§ **PROBLEMS TO WORK ON**
1: Decide whether each statement agrees with the abstract on cancer cachexia below: (a) more than 80% of cancer patients are cachectic towards the end of life; (b) the muscle samples were taken from the quadriceps; (c) gene expression was analyzed on an Illumina HiSeq 2500. Answer yes or no for each and quote the words of the abstract that decide it.
2: Continue the abstract on cancer cachexia below, writing the text that follows its last sentence.

§ **PROVIDED PASSAGE**
----------

Identifying the Molecular Mechanisms of Early Cachexia Using Whole Transcriptome Sequencing in Muscle and Fat Biopsies from Cancer Patients
Abstract
Cancer cachexia is responsible for one third of cancer-related deaths and contributes to the death of many others. More than 80% of cancer patients are cachectic towards the end of life. Despite intensive research, the mechanisms of cancer cachexia are still poorly understood. It is our hypothesis that identification of early changes in gene expression in cachexia will lead to an improved understanding of the mechanism that trigger this problem in cancer patients.
Thus, to shed light on the mechanisms involved in the major cachexia target tissues, we investigated the entire transcriptome in muscle and fat to identify altered expression of genes in cancer patients with and without cachexia.
Samples of rectus abdominis muscle and visceral fat were collected at surgery from patients exhibiting 5-10% weight loss prior to surgery, compared with stable-weight patients. Analysis of all expressed genes was carried out using next generation sequencing (Illumina HiSeq 2500). Also, selected differentially expressed genes were confirmed using real time RT-PCR.

----------

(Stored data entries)

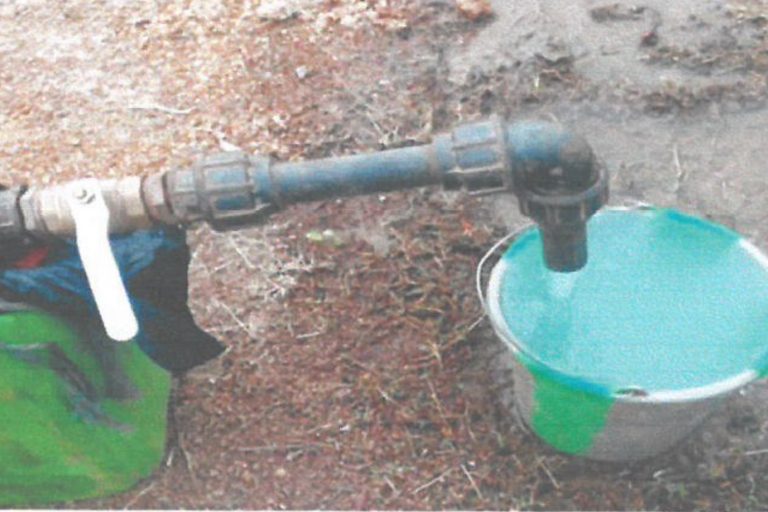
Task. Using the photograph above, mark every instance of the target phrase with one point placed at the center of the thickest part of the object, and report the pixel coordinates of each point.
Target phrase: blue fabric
(153, 264)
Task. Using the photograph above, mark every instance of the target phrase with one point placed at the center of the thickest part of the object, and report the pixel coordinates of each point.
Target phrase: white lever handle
(91, 217)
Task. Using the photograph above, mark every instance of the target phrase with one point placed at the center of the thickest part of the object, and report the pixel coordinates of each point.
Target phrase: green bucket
(61, 437)
(623, 359)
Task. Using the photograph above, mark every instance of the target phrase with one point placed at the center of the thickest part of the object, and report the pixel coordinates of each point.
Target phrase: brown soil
(360, 373)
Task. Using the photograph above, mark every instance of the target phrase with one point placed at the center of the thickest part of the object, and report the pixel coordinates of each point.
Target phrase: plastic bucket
(623, 359)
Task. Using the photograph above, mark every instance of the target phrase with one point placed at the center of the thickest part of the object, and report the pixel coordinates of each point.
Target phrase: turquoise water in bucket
(667, 302)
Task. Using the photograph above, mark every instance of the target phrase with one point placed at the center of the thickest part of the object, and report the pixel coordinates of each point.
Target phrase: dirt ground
(360, 373)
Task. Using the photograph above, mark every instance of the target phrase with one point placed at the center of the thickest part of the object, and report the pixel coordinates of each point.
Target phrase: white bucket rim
(502, 330)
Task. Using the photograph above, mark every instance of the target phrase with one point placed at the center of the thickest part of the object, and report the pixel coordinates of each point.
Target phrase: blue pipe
(553, 172)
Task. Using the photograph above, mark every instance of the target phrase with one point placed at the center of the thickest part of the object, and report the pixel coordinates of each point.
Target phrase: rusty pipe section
(46, 211)
(553, 172)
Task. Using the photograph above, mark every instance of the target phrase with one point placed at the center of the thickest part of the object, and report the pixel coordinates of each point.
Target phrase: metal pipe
(554, 173)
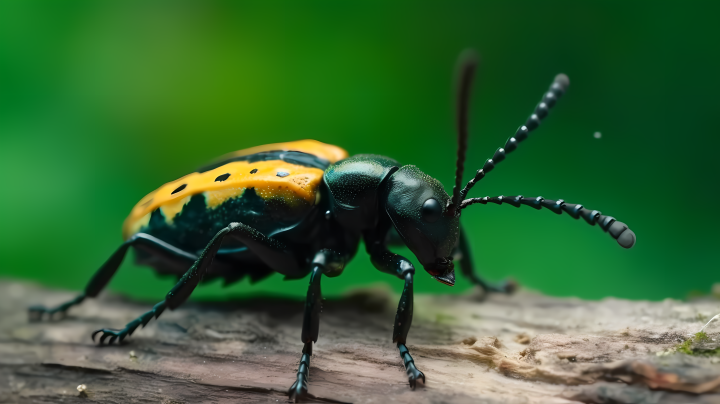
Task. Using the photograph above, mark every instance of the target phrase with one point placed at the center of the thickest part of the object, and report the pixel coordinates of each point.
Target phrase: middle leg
(269, 250)
(331, 264)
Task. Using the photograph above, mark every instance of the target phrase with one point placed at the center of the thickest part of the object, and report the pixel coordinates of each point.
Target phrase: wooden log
(525, 348)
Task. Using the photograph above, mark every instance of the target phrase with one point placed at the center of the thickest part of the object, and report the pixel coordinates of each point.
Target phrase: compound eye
(431, 211)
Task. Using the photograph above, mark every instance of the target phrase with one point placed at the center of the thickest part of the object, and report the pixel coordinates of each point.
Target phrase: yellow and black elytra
(300, 208)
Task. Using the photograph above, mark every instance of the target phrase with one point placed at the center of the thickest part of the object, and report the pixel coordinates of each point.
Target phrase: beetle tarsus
(37, 313)
(119, 335)
(299, 389)
(412, 371)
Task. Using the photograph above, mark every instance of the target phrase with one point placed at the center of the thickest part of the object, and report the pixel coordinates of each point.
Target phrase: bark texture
(524, 348)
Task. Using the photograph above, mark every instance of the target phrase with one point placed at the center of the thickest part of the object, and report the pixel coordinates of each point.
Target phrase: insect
(302, 208)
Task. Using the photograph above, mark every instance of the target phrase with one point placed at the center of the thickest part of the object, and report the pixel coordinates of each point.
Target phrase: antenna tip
(562, 80)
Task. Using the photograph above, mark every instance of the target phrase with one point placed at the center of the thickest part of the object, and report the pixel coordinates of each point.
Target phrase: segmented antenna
(557, 89)
(618, 230)
(465, 73)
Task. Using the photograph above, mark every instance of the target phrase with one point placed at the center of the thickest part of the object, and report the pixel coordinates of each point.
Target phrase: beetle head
(417, 205)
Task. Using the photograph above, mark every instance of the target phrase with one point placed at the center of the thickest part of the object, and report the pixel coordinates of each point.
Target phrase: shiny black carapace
(302, 207)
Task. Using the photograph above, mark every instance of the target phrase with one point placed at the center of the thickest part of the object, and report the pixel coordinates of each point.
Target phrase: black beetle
(302, 207)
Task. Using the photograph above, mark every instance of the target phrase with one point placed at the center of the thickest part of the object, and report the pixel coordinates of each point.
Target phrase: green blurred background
(101, 102)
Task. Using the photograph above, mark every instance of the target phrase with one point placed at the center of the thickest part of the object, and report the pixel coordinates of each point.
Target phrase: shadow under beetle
(302, 207)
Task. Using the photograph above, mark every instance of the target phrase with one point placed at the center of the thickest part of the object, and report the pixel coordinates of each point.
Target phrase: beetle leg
(462, 253)
(403, 320)
(331, 264)
(269, 250)
(108, 269)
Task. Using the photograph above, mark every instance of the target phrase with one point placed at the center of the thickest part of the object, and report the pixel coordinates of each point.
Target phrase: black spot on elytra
(178, 189)
(222, 178)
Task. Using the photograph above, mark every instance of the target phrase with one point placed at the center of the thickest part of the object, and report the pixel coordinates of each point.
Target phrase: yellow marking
(299, 186)
(130, 228)
(172, 208)
(325, 151)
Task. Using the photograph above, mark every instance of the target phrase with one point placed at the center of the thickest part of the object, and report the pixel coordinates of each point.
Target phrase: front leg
(403, 320)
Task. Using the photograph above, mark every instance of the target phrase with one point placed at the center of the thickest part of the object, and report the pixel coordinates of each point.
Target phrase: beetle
(302, 207)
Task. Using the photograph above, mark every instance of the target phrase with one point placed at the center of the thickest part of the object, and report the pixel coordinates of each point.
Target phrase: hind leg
(269, 250)
(108, 269)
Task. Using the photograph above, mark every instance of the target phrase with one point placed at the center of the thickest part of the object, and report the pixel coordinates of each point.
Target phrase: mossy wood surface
(524, 348)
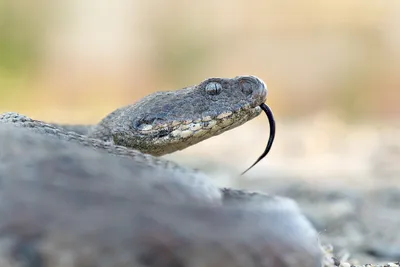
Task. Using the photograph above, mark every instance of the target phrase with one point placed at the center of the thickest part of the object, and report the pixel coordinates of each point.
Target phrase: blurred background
(331, 68)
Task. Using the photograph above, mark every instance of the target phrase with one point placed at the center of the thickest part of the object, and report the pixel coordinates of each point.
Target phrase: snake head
(168, 121)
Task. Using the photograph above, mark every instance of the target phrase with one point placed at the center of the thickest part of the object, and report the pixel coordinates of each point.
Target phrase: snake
(102, 195)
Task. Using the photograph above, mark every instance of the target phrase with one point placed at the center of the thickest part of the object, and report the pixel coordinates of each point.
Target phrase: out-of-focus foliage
(89, 55)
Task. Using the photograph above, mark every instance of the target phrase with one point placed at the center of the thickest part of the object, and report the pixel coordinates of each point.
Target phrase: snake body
(99, 195)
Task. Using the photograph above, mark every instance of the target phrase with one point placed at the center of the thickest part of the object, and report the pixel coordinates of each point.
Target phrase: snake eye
(213, 88)
(246, 87)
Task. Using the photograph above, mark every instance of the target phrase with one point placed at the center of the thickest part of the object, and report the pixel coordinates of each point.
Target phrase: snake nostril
(213, 88)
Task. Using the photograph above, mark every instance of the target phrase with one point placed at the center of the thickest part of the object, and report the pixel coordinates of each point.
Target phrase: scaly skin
(64, 204)
(165, 122)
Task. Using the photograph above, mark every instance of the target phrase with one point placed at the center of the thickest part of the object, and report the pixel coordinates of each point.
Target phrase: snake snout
(254, 88)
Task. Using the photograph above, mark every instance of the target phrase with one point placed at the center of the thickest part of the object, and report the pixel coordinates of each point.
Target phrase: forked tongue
(271, 121)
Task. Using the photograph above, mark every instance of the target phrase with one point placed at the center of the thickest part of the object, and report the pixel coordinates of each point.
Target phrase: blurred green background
(77, 60)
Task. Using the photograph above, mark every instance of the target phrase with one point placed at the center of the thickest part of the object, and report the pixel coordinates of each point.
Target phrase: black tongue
(272, 128)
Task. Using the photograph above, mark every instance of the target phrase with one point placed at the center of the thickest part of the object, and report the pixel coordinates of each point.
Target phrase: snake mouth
(272, 127)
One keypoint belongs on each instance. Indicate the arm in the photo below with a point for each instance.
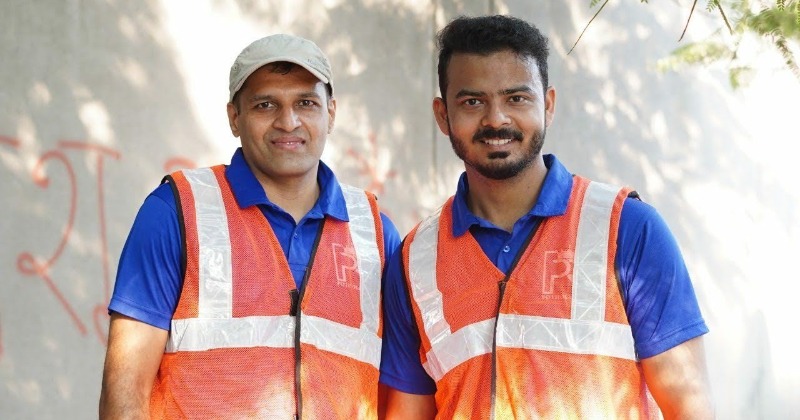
(401, 405)
(132, 360)
(678, 380)
(146, 292)
(663, 312)
(405, 390)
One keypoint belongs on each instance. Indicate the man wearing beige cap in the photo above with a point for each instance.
(252, 290)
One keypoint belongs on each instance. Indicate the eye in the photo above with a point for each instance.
(265, 105)
(472, 102)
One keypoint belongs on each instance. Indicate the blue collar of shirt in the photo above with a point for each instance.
(552, 200)
(249, 192)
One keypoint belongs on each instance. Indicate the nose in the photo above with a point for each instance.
(495, 116)
(286, 120)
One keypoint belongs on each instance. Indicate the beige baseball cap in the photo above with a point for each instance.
(279, 47)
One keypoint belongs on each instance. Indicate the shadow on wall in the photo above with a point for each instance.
(93, 113)
(671, 138)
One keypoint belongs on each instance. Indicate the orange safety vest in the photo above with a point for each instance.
(551, 340)
(244, 343)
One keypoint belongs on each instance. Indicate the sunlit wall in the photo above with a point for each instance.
(100, 98)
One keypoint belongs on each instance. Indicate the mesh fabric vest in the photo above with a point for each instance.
(234, 350)
(557, 346)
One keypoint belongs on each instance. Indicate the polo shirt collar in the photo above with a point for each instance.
(552, 200)
(248, 191)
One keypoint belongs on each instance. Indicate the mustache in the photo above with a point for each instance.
(502, 133)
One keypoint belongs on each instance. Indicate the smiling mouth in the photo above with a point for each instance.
(497, 142)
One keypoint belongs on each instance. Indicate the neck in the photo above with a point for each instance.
(296, 196)
(503, 202)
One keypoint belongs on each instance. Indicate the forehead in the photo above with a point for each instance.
(272, 79)
(492, 72)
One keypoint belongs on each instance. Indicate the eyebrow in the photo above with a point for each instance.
(518, 89)
(302, 95)
(509, 91)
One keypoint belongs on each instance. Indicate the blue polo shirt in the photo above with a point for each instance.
(149, 280)
(656, 289)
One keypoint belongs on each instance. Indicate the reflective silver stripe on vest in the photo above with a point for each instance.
(422, 273)
(356, 343)
(585, 333)
(216, 327)
(198, 334)
(591, 253)
(363, 234)
(216, 270)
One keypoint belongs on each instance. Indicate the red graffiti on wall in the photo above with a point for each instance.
(40, 266)
(8, 141)
(369, 168)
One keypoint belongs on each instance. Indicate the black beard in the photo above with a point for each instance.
(502, 169)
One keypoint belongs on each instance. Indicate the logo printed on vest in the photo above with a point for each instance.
(344, 259)
(557, 267)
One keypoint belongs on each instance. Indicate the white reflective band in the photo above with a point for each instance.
(198, 334)
(586, 332)
(422, 276)
(355, 343)
(363, 234)
(565, 335)
(591, 253)
(215, 284)
(468, 342)
(533, 333)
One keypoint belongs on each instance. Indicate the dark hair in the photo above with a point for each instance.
(486, 35)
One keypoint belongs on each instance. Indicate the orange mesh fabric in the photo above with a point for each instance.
(335, 278)
(554, 385)
(256, 257)
(259, 382)
(225, 383)
(334, 387)
(465, 392)
(531, 383)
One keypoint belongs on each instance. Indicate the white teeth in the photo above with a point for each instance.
(497, 142)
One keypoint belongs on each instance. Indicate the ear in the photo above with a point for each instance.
(233, 119)
(440, 113)
(331, 113)
(549, 105)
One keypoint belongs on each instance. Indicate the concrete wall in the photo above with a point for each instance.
(99, 98)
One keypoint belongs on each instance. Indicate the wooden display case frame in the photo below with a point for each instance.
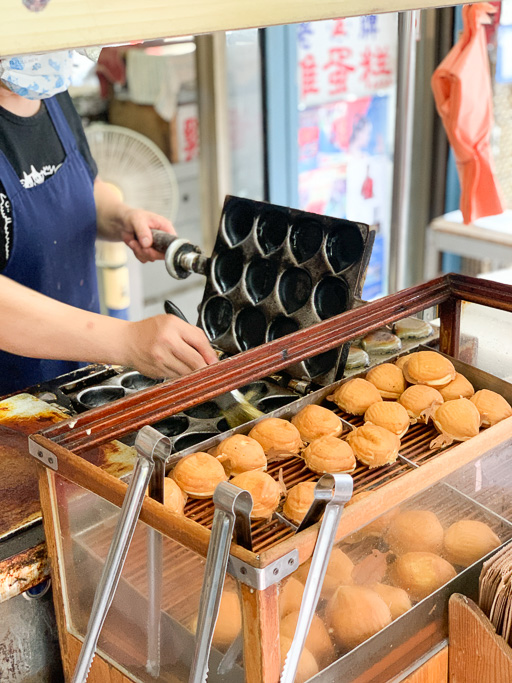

----------

§ **TASK ANSWERS**
1:
(a) Yes: "More than 80% of cancer patients are cachectic towards the end of life."
(b) No: "Samples of rectus abdominis muscle and visceral fat were collected at surgery"
(c) Yes: "next generation sequencing (Illumina HiSeq 2500)"

2:
In muscle, 30 genes showed highly significant changes in expression (25 downregulated and 5 unregulated: P<0.0005 – P<0.00001, FDR 0.2). Analysis of the 25 downregulated genes involved included 7 that are involved with metabolism (5 of which are mitochondrial); 4 with signaling; 4 with ubiquitination; and 3 with intercellular trafficking. There was marked downregulated of multiple genes involved in glycogen metabolism which correlates with the lack of glycogen, muscle weakness, and fatigue; characteristic of cachexia. The 5 upregulated genes include 2 involved with calcium signaling and 2 with cell matrix interactions. Expression of genes previously thought to be important in cachexia, including several inflammatory cytokines, was not significantly different. FBX032, which encodes atrogin-1, upregulated in an in vitro cachexia model, was actually downregulated. No transcripts for the dermicidin gene, which contains the sequence that codes for the backbone peptide of proteolysis-inducing factor, were detected. Expression of myostatin was significantly decreased as was its receptor (ACVR2B), possibly reflecting end organ adaptation to tumor produced myostatin.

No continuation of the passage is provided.